» TASK BRIEF
Output the lines below as a Markdown table with two columns, Row and Line. Number each line in Row and skip any blank lines.

» DATA FOR THE TASK
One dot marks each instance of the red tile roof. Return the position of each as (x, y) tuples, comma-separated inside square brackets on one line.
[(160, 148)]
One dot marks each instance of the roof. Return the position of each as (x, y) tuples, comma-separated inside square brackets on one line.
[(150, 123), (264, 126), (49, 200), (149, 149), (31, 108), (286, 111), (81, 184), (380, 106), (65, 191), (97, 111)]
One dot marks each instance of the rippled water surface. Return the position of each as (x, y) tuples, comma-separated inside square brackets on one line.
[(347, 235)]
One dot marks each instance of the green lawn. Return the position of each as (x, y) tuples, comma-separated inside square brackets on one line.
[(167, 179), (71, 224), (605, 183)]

» ANSWER TO THIS PROBLEM
| Row | Line |
|---|---|
| 1 | One dot marks each instance of the red tile roof. Return the position of each as (x, y) tuples, comma-separated inside square brackets on one line. |
| 2 | [(160, 148)] |
| 3 | One dot marks each instance of the roof. Return the position of each as (x, y) tuples, comma-separated inside square brackets on one line. |
| 4 | [(150, 123), (264, 126), (49, 200), (149, 149), (31, 108), (286, 111), (81, 184), (380, 106), (65, 191), (97, 111)] |
| 5 | One dot marks each instance of the rippled water surface. Return the position of each as (x, y) tuples, comma-separated inside square brackets on one line. |
| 6 | [(347, 235)] |
| 7 | One dot marks each instance of the green lawn. Return the position of each as (x, y) tuples, comma-separated inside square brackets on one line. |
| 8 | [(167, 179), (71, 224), (605, 183)] |